» Requirements:
Copy out, in full, each line of the entries below that contains the string "cloud". Case matters when matching.

====== Data provided ======

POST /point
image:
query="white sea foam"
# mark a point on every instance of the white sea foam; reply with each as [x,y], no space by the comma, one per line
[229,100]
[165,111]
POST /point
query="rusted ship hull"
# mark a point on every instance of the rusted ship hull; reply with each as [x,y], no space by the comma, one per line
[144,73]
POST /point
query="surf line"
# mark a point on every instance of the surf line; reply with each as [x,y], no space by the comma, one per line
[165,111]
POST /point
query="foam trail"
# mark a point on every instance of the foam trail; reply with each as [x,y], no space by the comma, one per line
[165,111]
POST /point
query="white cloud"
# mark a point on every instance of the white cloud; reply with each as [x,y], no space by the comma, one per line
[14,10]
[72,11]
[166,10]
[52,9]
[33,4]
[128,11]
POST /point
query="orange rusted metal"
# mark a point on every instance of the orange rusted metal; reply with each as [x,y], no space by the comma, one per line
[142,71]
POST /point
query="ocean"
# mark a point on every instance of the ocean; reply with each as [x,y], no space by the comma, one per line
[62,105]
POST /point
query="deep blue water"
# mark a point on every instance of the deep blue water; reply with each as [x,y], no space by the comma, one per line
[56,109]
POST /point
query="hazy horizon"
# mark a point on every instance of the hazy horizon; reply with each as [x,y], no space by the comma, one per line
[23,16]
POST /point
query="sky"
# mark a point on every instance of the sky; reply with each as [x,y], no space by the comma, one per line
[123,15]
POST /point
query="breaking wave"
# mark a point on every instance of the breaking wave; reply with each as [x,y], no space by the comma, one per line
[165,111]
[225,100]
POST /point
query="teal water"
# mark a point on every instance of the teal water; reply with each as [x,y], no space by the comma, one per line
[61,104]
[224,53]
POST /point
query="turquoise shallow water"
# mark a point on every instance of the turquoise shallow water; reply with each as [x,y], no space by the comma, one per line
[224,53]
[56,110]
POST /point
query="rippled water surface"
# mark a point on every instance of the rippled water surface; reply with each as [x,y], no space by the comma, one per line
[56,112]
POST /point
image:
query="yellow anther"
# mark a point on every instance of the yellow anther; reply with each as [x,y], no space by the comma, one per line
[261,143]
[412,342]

======

» Output of the task:
query="white cloud"
# mark a point on every instance of the white cloud; reply with each as [x,y], no space by the comma, one per line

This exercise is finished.